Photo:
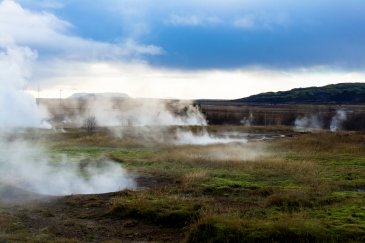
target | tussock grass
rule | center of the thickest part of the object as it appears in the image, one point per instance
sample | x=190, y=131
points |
x=305, y=188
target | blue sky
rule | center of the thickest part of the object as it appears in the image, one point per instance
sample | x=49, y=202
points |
x=280, y=44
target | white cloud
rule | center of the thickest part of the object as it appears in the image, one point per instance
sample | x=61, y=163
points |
x=142, y=80
x=192, y=20
x=261, y=21
x=244, y=22
x=42, y=30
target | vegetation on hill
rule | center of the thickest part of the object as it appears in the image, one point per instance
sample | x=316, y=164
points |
x=343, y=93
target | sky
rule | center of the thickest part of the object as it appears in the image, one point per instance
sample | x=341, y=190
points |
x=223, y=49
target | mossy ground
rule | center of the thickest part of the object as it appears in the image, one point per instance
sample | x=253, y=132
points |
x=301, y=188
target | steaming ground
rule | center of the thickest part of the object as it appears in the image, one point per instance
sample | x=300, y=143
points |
x=30, y=168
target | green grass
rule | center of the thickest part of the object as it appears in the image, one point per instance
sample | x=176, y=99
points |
x=305, y=188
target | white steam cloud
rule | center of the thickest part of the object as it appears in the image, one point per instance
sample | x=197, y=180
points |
x=27, y=166
x=308, y=122
x=337, y=120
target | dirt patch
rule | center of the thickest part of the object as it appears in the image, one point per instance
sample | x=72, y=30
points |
x=85, y=218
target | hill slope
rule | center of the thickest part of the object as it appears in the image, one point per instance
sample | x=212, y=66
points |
x=343, y=93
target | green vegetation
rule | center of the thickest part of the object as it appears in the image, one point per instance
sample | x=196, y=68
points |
x=301, y=188
x=344, y=93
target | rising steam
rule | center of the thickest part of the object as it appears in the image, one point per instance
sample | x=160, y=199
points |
x=337, y=120
x=28, y=166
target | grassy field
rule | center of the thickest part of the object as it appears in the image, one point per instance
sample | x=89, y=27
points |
x=305, y=187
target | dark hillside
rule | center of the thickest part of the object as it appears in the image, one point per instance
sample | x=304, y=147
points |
x=343, y=93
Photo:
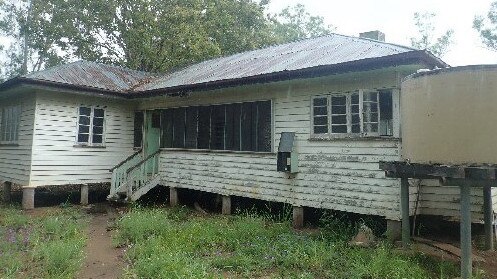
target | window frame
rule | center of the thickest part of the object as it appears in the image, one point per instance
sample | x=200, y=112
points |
x=272, y=123
x=90, y=142
x=14, y=126
x=349, y=133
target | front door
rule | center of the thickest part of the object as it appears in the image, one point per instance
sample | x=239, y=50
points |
x=151, y=141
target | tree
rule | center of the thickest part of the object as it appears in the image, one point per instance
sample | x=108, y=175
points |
x=426, y=38
x=294, y=23
x=148, y=35
x=488, y=27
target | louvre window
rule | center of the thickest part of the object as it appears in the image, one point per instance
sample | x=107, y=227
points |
x=366, y=113
x=91, y=126
x=9, y=124
x=241, y=126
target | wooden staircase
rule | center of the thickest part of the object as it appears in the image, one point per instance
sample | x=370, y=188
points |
x=134, y=177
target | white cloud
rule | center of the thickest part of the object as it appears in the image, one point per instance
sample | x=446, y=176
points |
x=395, y=19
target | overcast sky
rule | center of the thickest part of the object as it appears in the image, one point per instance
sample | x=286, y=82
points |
x=395, y=19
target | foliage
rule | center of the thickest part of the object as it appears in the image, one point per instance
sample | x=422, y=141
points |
x=294, y=23
x=487, y=27
x=426, y=38
x=250, y=246
x=148, y=35
x=45, y=246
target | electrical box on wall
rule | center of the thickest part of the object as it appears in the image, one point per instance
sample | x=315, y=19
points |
x=287, y=156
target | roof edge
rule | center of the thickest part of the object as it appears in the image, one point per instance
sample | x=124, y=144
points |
x=22, y=80
x=406, y=58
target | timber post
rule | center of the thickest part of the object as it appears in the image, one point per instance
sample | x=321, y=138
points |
x=404, y=205
x=84, y=194
x=466, y=261
x=7, y=189
x=488, y=217
x=394, y=230
x=173, y=196
x=28, y=197
x=298, y=217
x=226, y=205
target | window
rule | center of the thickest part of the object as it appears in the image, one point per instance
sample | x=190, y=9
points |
x=241, y=126
x=363, y=112
x=138, y=129
x=9, y=125
x=91, y=126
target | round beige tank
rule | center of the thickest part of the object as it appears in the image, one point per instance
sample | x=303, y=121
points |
x=449, y=116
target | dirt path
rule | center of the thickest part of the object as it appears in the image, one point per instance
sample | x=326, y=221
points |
x=102, y=259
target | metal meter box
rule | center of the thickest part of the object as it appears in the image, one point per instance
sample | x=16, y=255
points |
x=287, y=156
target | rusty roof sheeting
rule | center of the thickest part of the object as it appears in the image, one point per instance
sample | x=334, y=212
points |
x=326, y=50
x=91, y=75
x=290, y=59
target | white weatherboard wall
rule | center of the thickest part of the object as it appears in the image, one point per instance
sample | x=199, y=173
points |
x=335, y=174
x=15, y=160
x=56, y=160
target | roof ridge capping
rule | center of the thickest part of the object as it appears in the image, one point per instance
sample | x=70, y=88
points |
x=331, y=34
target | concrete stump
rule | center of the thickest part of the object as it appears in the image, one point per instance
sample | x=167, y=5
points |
x=28, y=198
x=7, y=188
x=173, y=196
x=84, y=194
x=226, y=210
x=298, y=217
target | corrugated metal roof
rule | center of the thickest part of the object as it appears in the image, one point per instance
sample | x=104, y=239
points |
x=291, y=60
x=326, y=50
x=91, y=75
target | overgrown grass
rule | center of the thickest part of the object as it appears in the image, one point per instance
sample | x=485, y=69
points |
x=48, y=244
x=176, y=243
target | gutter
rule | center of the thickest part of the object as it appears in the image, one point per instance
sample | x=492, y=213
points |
x=406, y=58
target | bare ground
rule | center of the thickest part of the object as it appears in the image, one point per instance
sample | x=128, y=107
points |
x=102, y=259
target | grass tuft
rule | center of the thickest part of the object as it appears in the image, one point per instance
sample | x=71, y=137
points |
x=176, y=243
x=49, y=245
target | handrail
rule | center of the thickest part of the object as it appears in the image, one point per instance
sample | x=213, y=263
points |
x=126, y=160
x=142, y=161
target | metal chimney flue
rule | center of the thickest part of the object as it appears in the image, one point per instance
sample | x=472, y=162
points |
x=374, y=35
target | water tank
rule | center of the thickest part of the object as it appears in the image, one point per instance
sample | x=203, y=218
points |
x=449, y=116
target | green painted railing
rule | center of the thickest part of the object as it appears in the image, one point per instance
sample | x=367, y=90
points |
x=119, y=172
x=141, y=173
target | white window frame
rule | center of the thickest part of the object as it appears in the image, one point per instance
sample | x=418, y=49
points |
x=328, y=111
x=91, y=126
x=11, y=113
x=349, y=133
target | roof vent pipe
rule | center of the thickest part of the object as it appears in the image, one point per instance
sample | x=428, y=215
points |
x=374, y=35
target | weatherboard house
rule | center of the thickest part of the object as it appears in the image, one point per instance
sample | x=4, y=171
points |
x=304, y=123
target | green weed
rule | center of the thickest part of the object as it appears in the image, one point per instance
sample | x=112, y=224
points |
x=166, y=243
x=46, y=246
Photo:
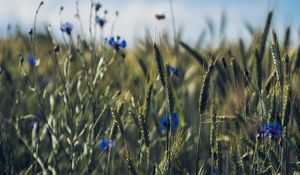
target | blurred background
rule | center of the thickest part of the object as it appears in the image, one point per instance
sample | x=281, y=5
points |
x=193, y=17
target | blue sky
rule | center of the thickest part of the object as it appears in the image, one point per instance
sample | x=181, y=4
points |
x=137, y=15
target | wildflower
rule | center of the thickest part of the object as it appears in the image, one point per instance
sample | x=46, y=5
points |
x=32, y=60
x=67, y=28
x=272, y=129
x=166, y=123
x=100, y=21
x=105, y=144
x=172, y=71
x=116, y=43
x=30, y=31
x=97, y=6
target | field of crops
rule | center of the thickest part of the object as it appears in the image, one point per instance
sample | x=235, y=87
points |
x=90, y=105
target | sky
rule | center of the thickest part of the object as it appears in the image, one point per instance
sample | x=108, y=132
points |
x=135, y=16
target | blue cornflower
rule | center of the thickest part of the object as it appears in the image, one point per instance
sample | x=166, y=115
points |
x=67, y=28
x=166, y=123
x=32, y=60
x=272, y=129
x=100, y=21
x=116, y=43
x=172, y=71
x=105, y=144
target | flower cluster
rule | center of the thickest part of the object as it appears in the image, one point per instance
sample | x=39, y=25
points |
x=32, y=60
x=66, y=28
x=172, y=71
x=270, y=129
x=116, y=43
x=105, y=144
x=172, y=120
x=100, y=21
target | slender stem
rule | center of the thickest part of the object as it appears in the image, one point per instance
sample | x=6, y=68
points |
x=198, y=145
x=173, y=21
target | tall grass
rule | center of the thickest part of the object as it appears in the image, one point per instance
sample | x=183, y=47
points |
x=95, y=107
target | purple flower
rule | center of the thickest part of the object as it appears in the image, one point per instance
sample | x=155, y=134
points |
x=272, y=129
x=116, y=43
x=172, y=71
x=105, y=144
x=67, y=28
x=32, y=60
x=100, y=21
x=165, y=122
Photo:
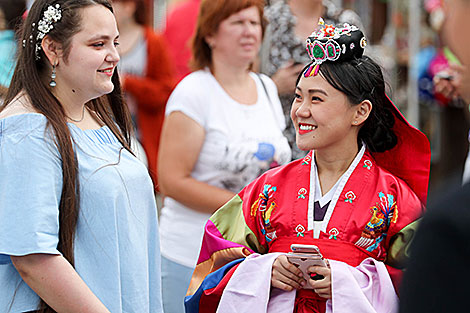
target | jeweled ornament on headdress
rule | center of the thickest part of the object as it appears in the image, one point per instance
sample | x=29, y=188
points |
x=330, y=43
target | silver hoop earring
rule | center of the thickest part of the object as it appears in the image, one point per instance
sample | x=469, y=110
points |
x=53, y=76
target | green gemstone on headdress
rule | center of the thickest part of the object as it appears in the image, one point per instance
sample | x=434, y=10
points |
x=331, y=51
x=318, y=52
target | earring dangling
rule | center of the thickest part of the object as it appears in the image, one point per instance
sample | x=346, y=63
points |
x=53, y=76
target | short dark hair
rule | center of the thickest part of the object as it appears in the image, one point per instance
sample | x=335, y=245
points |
x=362, y=79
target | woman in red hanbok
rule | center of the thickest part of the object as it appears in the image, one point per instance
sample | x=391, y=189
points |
x=357, y=196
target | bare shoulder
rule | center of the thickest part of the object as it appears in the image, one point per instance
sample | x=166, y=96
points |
x=20, y=105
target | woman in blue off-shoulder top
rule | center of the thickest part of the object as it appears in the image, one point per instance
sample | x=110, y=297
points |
x=78, y=221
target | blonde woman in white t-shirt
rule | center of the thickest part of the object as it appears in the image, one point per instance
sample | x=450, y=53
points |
x=223, y=128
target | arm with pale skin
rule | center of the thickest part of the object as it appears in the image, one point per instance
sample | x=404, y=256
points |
x=54, y=279
x=181, y=142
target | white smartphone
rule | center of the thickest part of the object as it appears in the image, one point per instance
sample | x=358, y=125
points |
x=304, y=256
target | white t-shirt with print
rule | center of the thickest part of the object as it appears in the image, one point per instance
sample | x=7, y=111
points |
x=241, y=142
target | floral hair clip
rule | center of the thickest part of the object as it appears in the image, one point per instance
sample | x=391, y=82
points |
x=52, y=15
x=330, y=43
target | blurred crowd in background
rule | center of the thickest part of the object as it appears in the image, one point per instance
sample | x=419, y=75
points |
x=405, y=37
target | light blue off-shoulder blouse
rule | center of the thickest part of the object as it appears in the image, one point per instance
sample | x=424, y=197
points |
x=117, y=249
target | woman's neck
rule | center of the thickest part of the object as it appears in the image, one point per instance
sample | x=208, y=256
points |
x=337, y=159
x=332, y=163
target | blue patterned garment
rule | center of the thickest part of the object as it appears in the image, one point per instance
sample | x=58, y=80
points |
x=117, y=250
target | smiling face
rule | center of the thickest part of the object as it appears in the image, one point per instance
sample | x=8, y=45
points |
x=238, y=37
x=323, y=117
x=87, y=69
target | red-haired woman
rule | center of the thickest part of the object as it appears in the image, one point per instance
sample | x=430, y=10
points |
x=223, y=128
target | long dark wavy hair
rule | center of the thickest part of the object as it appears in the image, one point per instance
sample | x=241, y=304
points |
x=362, y=79
x=30, y=76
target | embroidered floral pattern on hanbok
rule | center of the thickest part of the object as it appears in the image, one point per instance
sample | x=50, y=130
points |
x=384, y=213
x=333, y=233
x=300, y=230
x=350, y=197
x=265, y=205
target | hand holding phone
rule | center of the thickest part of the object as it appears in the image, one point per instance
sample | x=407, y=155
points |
x=304, y=256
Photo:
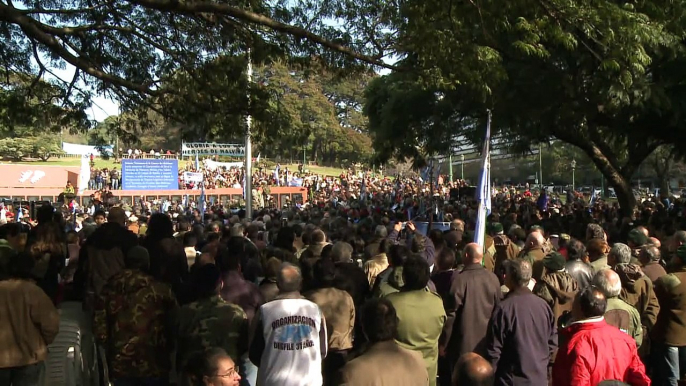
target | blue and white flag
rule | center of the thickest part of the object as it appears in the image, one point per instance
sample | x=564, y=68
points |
x=201, y=206
x=483, y=194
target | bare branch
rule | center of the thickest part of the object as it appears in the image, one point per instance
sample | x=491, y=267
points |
x=254, y=18
x=33, y=30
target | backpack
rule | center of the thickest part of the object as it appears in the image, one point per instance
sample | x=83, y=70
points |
x=620, y=319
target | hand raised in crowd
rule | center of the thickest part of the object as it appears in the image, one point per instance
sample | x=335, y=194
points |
x=398, y=226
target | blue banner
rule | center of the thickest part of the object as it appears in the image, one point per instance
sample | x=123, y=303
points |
x=150, y=174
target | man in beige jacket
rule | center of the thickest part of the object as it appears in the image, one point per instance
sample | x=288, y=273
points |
x=29, y=322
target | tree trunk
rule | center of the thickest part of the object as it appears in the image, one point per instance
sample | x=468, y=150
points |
x=620, y=180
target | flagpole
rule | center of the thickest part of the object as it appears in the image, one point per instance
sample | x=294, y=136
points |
x=248, y=150
x=484, y=192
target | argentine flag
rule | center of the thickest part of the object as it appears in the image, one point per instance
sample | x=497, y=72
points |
x=483, y=194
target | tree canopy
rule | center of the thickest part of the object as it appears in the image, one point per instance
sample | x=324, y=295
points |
x=604, y=76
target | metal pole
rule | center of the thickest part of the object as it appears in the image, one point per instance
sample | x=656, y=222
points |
x=540, y=163
x=450, y=169
x=248, y=151
x=602, y=185
x=462, y=166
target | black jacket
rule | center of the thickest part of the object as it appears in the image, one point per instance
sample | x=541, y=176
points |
x=521, y=338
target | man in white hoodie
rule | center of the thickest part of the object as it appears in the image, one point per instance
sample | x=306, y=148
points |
x=288, y=336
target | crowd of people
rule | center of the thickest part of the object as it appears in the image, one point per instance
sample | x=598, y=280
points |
x=348, y=291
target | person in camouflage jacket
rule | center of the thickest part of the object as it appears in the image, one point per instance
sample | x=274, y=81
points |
x=210, y=321
x=130, y=320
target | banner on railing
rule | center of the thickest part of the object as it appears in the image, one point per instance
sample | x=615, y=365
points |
x=192, y=177
x=212, y=148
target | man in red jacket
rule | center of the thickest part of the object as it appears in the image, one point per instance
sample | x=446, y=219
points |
x=592, y=351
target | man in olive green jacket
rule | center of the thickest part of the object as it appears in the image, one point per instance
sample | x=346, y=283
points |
x=421, y=314
x=618, y=312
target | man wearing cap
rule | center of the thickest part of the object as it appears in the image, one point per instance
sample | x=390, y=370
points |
x=453, y=237
x=669, y=334
x=650, y=262
x=489, y=246
x=210, y=321
x=636, y=240
x=130, y=321
x=103, y=254
x=505, y=249
x=474, y=293
x=557, y=287
x=534, y=254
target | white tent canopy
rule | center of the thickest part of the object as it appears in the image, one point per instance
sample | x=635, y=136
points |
x=76, y=149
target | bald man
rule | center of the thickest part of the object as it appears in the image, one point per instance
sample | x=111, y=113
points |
x=473, y=370
x=534, y=253
x=289, y=336
x=473, y=295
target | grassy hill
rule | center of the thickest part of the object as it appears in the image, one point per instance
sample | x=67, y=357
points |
x=100, y=163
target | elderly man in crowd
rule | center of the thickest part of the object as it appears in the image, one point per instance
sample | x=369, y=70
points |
x=650, y=261
x=577, y=263
x=579, y=362
x=637, y=290
x=597, y=253
x=473, y=370
x=474, y=293
x=669, y=334
x=618, y=312
x=384, y=362
x=288, y=336
x=534, y=254
x=420, y=312
x=29, y=322
x=521, y=332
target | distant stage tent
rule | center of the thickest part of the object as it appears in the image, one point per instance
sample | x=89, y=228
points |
x=76, y=149
x=209, y=164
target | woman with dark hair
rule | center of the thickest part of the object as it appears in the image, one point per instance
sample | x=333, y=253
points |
x=285, y=239
x=167, y=257
x=283, y=247
x=212, y=367
x=49, y=252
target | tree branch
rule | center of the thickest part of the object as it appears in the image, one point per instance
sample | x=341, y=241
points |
x=254, y=18
x=33, y=30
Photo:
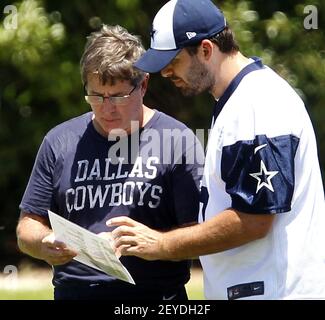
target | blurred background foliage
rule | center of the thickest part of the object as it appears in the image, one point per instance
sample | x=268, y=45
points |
x=40, y=82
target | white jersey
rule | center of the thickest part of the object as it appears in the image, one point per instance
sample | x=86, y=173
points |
x=262, y=158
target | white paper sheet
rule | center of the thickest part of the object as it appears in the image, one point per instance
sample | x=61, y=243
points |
x=93, y=250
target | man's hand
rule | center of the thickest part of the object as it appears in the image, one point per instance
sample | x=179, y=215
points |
x=55, y=252
x=132, y=238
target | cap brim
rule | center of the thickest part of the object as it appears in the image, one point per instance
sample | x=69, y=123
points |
x=155, y=60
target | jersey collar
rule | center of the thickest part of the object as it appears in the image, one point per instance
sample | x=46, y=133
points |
x=256, y=65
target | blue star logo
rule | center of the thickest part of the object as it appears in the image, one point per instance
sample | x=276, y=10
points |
x=152, y=33
x=264, y=177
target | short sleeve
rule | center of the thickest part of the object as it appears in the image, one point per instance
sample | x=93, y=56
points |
x=259, y=174
x=39, y=191
x=186, y=177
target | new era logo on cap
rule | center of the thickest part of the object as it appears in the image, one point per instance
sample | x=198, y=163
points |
x=178, y=24
x=190, y=35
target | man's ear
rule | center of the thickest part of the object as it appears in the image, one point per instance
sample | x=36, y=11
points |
x=206, y=49
x=144, y=84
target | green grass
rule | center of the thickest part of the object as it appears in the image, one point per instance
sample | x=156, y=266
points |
x=45, y=292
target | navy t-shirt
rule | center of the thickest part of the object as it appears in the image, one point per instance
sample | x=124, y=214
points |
x=151, y=176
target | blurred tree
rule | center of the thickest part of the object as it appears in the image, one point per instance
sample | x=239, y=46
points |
x=40, y=82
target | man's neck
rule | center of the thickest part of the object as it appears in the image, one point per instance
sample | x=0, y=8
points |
x=227, y=70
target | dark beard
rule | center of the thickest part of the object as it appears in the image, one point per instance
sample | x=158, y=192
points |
x=199, y=78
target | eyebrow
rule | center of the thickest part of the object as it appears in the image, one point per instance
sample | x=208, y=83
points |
x=100, y=94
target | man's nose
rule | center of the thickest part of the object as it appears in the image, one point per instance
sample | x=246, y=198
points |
x=166, y=72
x=108, y=105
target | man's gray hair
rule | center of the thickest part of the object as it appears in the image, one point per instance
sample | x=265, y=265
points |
x=111, y=52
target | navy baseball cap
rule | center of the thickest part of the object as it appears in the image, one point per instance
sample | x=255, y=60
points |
x=178, y=24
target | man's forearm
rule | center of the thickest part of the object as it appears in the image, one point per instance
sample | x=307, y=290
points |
x=30, y=234
x=225, y=231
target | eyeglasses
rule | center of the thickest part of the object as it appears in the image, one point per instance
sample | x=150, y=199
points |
x=99, y=99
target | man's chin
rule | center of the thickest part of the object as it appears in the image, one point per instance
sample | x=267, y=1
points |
x=188, y=92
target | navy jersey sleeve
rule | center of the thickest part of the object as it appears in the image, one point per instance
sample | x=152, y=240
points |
x=38, y=194
x=186, y=177
x=259, y=174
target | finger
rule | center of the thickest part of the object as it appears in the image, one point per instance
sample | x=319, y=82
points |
x=123, y=220
x=125, y=241
x=122, y=231
x=59, y=252
x=127, y=250
x=105, y=235
x=51, y=242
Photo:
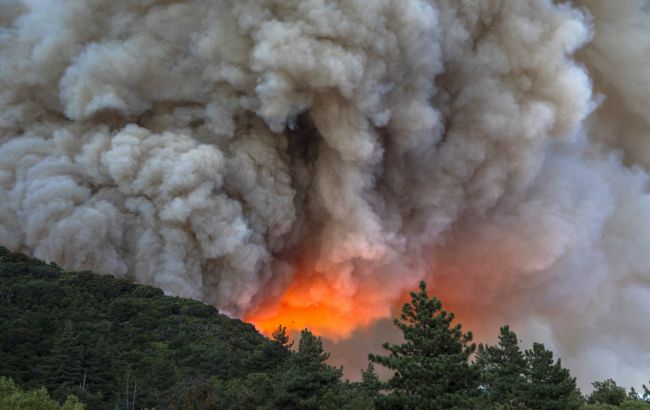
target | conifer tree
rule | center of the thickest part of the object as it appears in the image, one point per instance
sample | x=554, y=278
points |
x=502, y=371
x=607, y=392
x=281, y=337
x=306, y=377
x=432, y=370
x=549, y=385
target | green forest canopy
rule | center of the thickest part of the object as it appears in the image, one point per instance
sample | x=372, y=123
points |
x=111, y=344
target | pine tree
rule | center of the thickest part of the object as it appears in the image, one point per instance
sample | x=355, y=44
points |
x=502, y=371
x=281, y=337
x=432, y=368
x=550, y=386
x=607, y=392
x=306, y=377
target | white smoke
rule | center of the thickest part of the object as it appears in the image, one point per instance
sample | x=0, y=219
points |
x=221, y=149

══════════════════════════════

**What you need to do**.
Retype, without alteration, the lines of the entries above that run from the line containing "target | green painted railing" through the line containing "x=137, y=15", inclusive. Omit the pictures from your answer.

**Solution to this exercise**.
target | green painted railing
rule | center of the thickest part of the object as it appears in the image, one point per instance
sample | x=367, y=90
points |
x=119, y=172
x=141, y=173
target | white window frame
rule | center of the thickest part of the object as it appears in the image, one point per instance
sample | x=418, y=49
points |
x=328, y=111
x=91, y=126
x=11, y=113
x=349, y=133
target | roof vent pipe
rule | center of the thickest part of the object as it appears in the image, one point per instance
sample | x=428, y=215
points |
x=374, y=35
target | weatherboard house
rule | center of the thickest part of the object as it appears in the image, one point per instance
sample | x=4, y=171
points |
x=304, y=123
target | green weed
rule | center of the thickest part of the object as it appears in the image, one point per instance
sample | x=112, y=224
points |
x=166, y=243
x=46, y=246
Photo:
target | blurred background
rule | center of the thickest part of the object as it appears in the image, one point per instance
sample | x=281, y=5
points |
x=193, y=17
target | blue sky
rule | center of the thickest part of the object as it appears in the image, one point per instance
sample | x=181, y=4
points |
x=137, y=15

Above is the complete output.